_Requirement_: Repeat every line of the following material exactly.

BEGIN

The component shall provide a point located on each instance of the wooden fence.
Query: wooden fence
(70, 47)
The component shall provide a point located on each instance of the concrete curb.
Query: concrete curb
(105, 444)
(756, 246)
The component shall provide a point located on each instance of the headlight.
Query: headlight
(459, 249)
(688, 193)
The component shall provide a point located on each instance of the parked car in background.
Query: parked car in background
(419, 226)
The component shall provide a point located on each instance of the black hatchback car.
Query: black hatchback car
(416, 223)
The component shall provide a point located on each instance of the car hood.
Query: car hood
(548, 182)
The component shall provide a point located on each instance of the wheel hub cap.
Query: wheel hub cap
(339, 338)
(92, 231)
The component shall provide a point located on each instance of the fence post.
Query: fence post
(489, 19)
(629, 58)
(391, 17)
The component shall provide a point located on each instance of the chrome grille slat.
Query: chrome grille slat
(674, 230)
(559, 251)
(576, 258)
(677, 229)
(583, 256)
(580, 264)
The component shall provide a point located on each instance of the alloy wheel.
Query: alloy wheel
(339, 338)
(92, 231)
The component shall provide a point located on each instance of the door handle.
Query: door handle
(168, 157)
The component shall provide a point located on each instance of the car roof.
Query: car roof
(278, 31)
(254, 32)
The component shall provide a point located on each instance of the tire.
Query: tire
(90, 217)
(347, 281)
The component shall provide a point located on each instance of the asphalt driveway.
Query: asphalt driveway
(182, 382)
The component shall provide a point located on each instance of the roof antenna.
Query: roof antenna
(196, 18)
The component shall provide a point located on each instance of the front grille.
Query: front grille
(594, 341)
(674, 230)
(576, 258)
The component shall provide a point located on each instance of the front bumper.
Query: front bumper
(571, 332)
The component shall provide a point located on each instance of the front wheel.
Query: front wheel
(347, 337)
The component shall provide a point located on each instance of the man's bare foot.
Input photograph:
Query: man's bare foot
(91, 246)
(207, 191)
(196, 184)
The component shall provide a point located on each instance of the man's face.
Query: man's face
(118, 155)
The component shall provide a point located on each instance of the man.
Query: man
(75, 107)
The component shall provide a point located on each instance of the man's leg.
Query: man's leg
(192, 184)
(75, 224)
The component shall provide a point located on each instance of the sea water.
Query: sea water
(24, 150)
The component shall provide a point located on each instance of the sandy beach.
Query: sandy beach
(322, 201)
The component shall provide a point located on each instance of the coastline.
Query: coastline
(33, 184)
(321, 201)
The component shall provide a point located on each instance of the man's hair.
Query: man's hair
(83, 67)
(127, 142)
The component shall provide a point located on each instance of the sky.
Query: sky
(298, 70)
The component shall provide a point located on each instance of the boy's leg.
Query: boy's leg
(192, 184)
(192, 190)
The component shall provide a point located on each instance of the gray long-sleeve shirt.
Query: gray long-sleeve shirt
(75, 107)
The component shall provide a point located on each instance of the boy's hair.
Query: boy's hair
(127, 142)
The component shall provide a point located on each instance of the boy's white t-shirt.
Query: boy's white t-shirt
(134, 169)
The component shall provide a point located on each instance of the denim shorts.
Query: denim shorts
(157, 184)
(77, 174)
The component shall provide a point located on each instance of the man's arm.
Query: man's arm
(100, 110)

END

_Answer_:
The component shall provide a point located on each instance of the wooden fence.
Query: wooden fence
(70, 47)
The component shall provide a point located on each instance of the concrete curb.
Query: concrete curb
(105, 444)
(756, 246)
The component shall provide a point located on each instance of the headlight.
Query: headlight
(459, 249)
(688, 193)
The component shall provide a point located on each instance of the parked car in background.
Query: parked car in background
(419, 226)
The component shall provide a point located on each instance of the black hatchback car.
Query: black hatchback car
(416, 223)
The component shall provide a point located on each instance of the car hood.
Query: car hood
(548, 182)
The component shall provide a point located on each instance of the wheel hub cap.
Query: wheel hub cap
(339, 338)
(92, 231)
The component shall provide a point located on each instance of the fence post.
Query: fence post
(489, 19)
(629, 58)
(391, 17)
The component shall provide a point located on each instance of the chrome grille slat.
Query: chrome grille slat
(674, 230)
(559, 251)
(576, 258)
(677, 229)
(583, 256)
(580, 264)
The component shall provide a point located on each instance of the alloy wheel.
Query: alloy wheel
(339, 338)
(92, 231)
The component shall provide a point located on each instance of the door handle.
Query: door handle
(168, 157)
The component shall provide a point located on each instance of the car roof.
Query: car roof
(278, 31)
(254, 32)
The component shall provide a point located on each instance of the tire.
Query: tire
(90, 217)
(347, 281)
The component shall provide a point located on each instance of the asphalt driveway.
Query: asphalt driveway
(182, 382)
The component shall provide a point located on each instance of the roof antenna.
Query: roof antenna
(196, 18)
The component shall provide a point located on each instance of the front grille.
Query: front grille
(594, 341)
(674, 230)
(576, 258)
The component shall provide a point located on each instance of the front bumper.
Query: front bumper
(571, 332)
The component shall provide a point located on each instance of the front wheel.
Query: front wheel
(347, 337)
The component shall provide a point located on each instance of the man's bare foot.
Input photograph:
Query: man's bare foot
(91, 246)
(207, 191)
(196, 184)
The component shall provide a point located on each instance of the man's face.
Query: man's face
(118, 155)
The component shall provide a point located on each instance of the man.
Query: man
(75, 107)
The component shall provide a point located on each instance of the man's leg.
Query: man's leg
(192, 184)
(75, 224)
The component shall provide a point located on each instance of the sea water.
Query: sea water
(24, 150)
The component shall provide a point located on each instance of the sandy beach.
Query: sandy beach
(322, 201)
The component shall provide a point located on each instance of the coastline.
Query: coastline
(33, 184)
(321, 201)
The component shall provide a point located on each instance of the man's hair.
Query: man's hair
(83, 67)
(127, 142)
The component shall provide a point located on each instance of the sky.
Query: sky
(298, 70)
The component shall provide a point located on each instance of the boy's leg.
Query: boy's leg
(192, 184)
(192, 190)
The component shall provide a point located on each instance of the gray long-sleeve shirt.
Query: gray long-sleeve shirt
(75, 107)
The component shall provide a point located on each instance of the boy's hair.
Query: boy's hair
(127, 142)
The component shall provide a point located on each instance of the boy's white t-shirt.
Query: boy's white t-shirt
(134, 169)
The component shall provide a point located on each instance of the denim shorts.
Query: denim shorts
(157, 184)
(77, 174)
The component shall provide a point located on each instance of the man's arm.
Query: man's arm
(100, 110)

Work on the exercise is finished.